## [GIVEN EXERCISE A]
In the party responses, shorten the paragraph that begins "Additional funding of $170 million" and keep its main facts.
## [GIVEN EXERCISE B]
Give the part of the party responses between "The Government has agreed to take" and "for mortgage brokers.", inclusive, again, swapping "mortgage brokers" for "financial advisers".

## [QUOTED TEXT]

——

Labor will more than double investment in the Fourth Action Plan to prevent and respond to family violence, delivering Commonwealth funding of over $660 million.

$107 million package to address the disadvantages experienced by First Nations people in the justice system, with $40 million for Aboriginal and Torres Strait Islander Legal Services, an extra $4 million for the service's governing body, a $21.75 million invested in the progression of justice reinvestment over the next four years.

Work with states and territories to adopt justice targets under the Closing the Gap framework.

$120 million over four years for specialist financial services lawyers in CLCs.

Greens

Senator Nick McKim, Australian Greens Spokesperson Attorney-General

The Greens Access to Justice Policy states:

Additional federal funding across the forward estimates of:

  • $92.6m for Community Legal Centres
  • $290.04m for Legal Aid Commissions
  • $183.09m for Aboriginal and Torres Strait Islander Legal Services
  • $144.36m for Family Violence Prevention Legal Services
  • $6.99m for legal service peak bodies.

Insurance and mental illness

Will you commit to legislative and regulatory reform to remove barriers stopping people with past or current mental illness from accessing insurance products?

Party Response

Coalition

The Hon Stuart Robert MP, Assistant Treasurer

The Hon Josh Frydenburg MP, Treasurer

No response.

ALP

Ms Clare O'Neil MP, Shadow Minister for Financial Services

No response.

Greens

Senator Peter Whish-Wilson,
Australian Greens Spokesperson Consumer Affairs

Yes.

Royal Commission into Misconduct in the Banking, Superannuation and Financial Services Industry

Will you commit to implementing the recommendations made by the Royal Commission into Misconduct in the Banking, Superannuation and Financial Services Industry?

Party Response

Coalition

The Hon Stuart Robert MP, Assistant Treasurer

The Hon Josh Frydenburg MP, Treasurer

Government’s public statement states:

The Government has agreed to take action on all 76 recommendations. While taking action on every recommendation, the Government will proceed cautiously with respect to upfront fees for mortgage brokers.

In addition to taking action on all 76 recommendations in the Final Report, the Government has agreed to go further in areas, including by:

  • paying around $30 million in compensation owed to almost 300 consumers and small businesses for the unpaid determinations of the Financial Ombudsman Service and the Credit and Investments Ombudsman;
  • expanding the remit of the Australian Financial Complaints Authority for a period of twelve months to accept applications for disputes dating back to 1 January 2008;
  • expanding the jurisdiction of the Federal Court to cover corporate criminal misconduct to expedite the consideration of cases brought by regulators; and
  • establishing an independent inquiry to review and assess in three years whether industry practices have changed following the Royal Commission and have led to better consumers outcomes.

Additional funding of $170 million has also been provided to ASIC, APRA, the Commonwealth Director of Public Prosecutions and the Federal Court to ensure our regulators are appropriately resourced to hold those who engage in misconduct to account.

(Media Release, The Hon Josh Frydenberg MP, Treasurer, 6 Feb 2019)

——

## [DATASET EXCERPT]

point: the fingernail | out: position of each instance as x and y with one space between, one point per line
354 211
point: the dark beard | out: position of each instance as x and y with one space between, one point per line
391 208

——

## [RESULT A]
A further $170 million has gone to ASIC, APRA, the Commonwealth Director of Public Prosecutions and the Federal Court, so regulators have the resources to hold wrongdoers to account.

## [RESULT B]
The Government has agreed to take action on all 76 recommendations. While taking action on every recommendation, the Government will proceed cautiously with respect to upfront fees for financial advisers.